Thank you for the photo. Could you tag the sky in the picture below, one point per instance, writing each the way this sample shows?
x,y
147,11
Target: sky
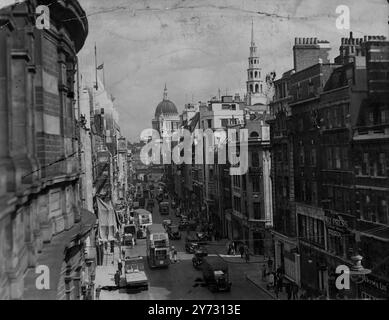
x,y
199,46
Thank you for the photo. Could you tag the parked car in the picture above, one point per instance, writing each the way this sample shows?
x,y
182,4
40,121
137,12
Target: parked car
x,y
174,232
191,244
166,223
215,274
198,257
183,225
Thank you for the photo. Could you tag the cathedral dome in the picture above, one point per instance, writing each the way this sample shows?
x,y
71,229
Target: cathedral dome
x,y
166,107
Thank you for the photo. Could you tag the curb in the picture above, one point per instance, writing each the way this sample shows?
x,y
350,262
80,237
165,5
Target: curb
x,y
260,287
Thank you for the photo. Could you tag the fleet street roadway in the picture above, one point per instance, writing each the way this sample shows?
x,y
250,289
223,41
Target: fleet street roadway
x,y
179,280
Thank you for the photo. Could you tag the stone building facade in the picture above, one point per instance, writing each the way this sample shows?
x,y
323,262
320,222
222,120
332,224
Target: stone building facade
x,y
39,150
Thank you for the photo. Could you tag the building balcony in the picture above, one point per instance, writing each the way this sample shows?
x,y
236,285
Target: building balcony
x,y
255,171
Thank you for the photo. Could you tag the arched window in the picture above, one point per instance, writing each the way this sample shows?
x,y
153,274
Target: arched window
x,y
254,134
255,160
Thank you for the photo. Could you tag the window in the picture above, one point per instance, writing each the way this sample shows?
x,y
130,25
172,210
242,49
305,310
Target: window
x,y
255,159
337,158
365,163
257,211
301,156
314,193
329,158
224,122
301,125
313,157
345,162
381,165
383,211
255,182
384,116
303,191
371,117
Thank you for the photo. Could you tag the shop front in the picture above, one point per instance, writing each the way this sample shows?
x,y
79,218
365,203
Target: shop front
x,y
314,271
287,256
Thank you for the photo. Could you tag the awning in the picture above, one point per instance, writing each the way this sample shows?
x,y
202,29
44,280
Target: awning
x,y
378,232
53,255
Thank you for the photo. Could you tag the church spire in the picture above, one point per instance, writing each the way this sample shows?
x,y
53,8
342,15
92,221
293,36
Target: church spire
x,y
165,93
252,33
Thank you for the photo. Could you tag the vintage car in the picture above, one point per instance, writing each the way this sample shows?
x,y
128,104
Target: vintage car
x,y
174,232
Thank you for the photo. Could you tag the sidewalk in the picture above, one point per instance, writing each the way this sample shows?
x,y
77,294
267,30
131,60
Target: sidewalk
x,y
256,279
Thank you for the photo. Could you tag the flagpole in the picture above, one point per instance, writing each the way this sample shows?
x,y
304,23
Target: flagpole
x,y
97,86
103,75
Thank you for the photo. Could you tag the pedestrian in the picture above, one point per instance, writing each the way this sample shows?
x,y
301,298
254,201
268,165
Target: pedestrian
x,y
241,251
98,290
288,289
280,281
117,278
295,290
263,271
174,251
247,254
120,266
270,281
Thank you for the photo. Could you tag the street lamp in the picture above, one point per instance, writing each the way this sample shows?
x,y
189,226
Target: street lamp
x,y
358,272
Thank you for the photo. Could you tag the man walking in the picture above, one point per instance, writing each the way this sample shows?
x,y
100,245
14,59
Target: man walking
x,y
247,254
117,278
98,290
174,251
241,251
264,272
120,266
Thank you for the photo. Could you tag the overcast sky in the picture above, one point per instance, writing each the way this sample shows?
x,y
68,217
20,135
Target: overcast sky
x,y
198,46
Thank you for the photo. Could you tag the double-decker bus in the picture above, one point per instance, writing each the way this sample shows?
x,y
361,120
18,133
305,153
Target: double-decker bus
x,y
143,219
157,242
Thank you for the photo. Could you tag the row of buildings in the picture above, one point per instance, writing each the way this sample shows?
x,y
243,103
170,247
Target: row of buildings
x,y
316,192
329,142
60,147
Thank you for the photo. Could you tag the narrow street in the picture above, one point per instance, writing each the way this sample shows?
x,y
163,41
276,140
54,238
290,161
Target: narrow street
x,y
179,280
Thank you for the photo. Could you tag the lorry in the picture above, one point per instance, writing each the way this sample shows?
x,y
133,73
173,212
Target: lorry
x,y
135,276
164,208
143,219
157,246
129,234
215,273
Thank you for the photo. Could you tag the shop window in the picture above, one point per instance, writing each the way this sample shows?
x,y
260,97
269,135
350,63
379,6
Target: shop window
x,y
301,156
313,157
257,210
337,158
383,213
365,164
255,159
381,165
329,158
________
# [Aim of the exercise]
Please give the records above again exactly as they stand, with no pictures.

# [Task output]
Thank you for the photo. Could you tag the sky in the picture below, one point per instance, writing each the way this sample shows?
x,y
147,11
Target: sky
x,y
199,46
Thank you for the photo. Could you tag the parked car in the picture above, one point per instance, writing each the way this sample shows?
x,y
182,4
40,121
137,12
Target: parked car
x,y
174,232
191,244
166,223
215,274
198,257
183,225
Thank you for the photo. Could you tag the cathedral dome in the picture above, one point per instance, writing each the way this sample shows?
x,y
71,229
Target: cathedral dome
x,y
166,107
Thank you for the photo. Could you tag the curb in the picture above, one point per instance, writing each the way this sample shows?
x,y
350,262
80,237
165,5
Target: curb
x,y
260,287
Thank you for the photo. Could you tag the fleet street roadway in the picture above, one point per instance, writing each the way this sample shows?
x,y
250,289
223,41
Target: fleet street roadway
x,y
179,280
Thank you for the photo. Could you tag the stone building facade in the picture above, one point per instance, writing each the way this sample shows?
x,y
323,262
320,222
222,120
332,224
Target: stone building facade
x,y
39,150
Thank you for the photo. Could you tag the building balcony in the picture above, one point per instance, writing each the way this sample shows?
x,y
236,285
Target: building balcony
x,y
255,171
Thank you for the photo. Could you tag the arched window in the picture above, one point per instance, writing each the way this sample shows?
x,y
153,274
Target: arched window
x,y
254,134
255,160
Thank you for the photo. Could you tag the window in the picture above, one point per instance, writing each the way this sample shows?
x,y
130,25
172,210
242,49
305,310
Target: window
x,y
255,159
337,158
365,163
257,211
301,156
314,193
329,158
224,122
301,125
313,157
345,162
381,165
383,211
255,182
384,116
303,191
371,117
Thank you for the photo. Could you tag the shop front in the picture above, one point per instance, writing each the way this sample shows?
x,y
79,218
365,203
Target: shop front
x,y
314,271
287,256
Thank you for the photo. Could you tag the awning in the picture above, one point per instance, writing each the way this sample shows?
x,y
202,29
44,280
Target: awning
x,y
378,232
53,255
Thank you for the photo. Could you tag the church spire in the picture above, one point per instance, writing each the way this sample shows?
x,y
53,8
342,15
92,221
293,36
Target: church spire
x,y
165,93
252,33
Thank you for the photo. Could you tag the vintage car in the picture above, one point per instance, writing each the way this sample shows?
x,y
128,104
Target: vintage car
x,y
174,232
Thank you for the photo. Could you tag the sidewalk in the picture above, one point per instance, writing each the way this sample shows?
x,y
77,294
267,30
131,60
Target: sidewalk
x,y
256,279
Thank you for the photo. Could you tag the flagpole in the picture above, one point per instance, writing each the way this sample shows?
x,y
304,23
Target: flagpole
x,y
97,86
103,75
Thank you for the photo. Could you tag the pedestrian in the picture above, one point per instance, writing each the way this sample shows?
x,y
301,298
254,201
268,165
Target: pedestrian
x,y
241,251
98,290
288,289
280,281
117,278
295,290
263,271
174,251
247,254
120,266
270,281
Thank you for the photo. Could you tag the street lamp in the picture above, one point per instance, writing each the way this sample shows?
x,y
189,226
Target: street lamp
x,y
358,272
Thank you for the photo. Could you tag the man walking in the picture above, one point per instance, writing each the way this sample shows?
x,y
100,245
14,59
Target: man walking
x,y
247,254
117,278
98,290
174,251
241,251
264,272
120,266
Thank you for the photo. Could you tag the overcast sky in the picture above, one point per instance, writing each the way this sample shows?
x,y
68,217
20,135
Target: overcast sky
x,y
198,46
Thank you for the photo. Could you tag the double-decker bus in the picture above, one point per instance, writing each the way this sample shows?
x,y
361,120
18,133
305,153
Target: double-decker bus
x,y
143,219
157,242
Thank you for the photo. Could you tag the row of buildings in the picture above, one point per instance, writing each the way this sample shows?
x,y
243,103
170,247
Target: row of buildings
x,y
316,192
329,142
60,147
Thank you for the photo. Could you tag the narrow street in the picture above, one point per instance, writing each the way this sample shows?
x,y
163,41
276,140
54,238
290,161
Target: narrow street
x,y
179,280
Thank you for the photo. Could you tag the lorry in the picture above, one point per instance, writing each the way this sample shows?
x,y
133,73
173,212
Target: lorry
x,y
135,276
164,208
143,219
157,246
129,234
215,273
Thank you for the photo. Could you tag the shop window in the picture above, one point per instance, writing each the way this sample shows?
x,y
260,97
269,135
350,63
379,6
Target: shop window
x,y
301,156
313,157
257,210
337,158
383,213
365,164
255,159
381,165
329,158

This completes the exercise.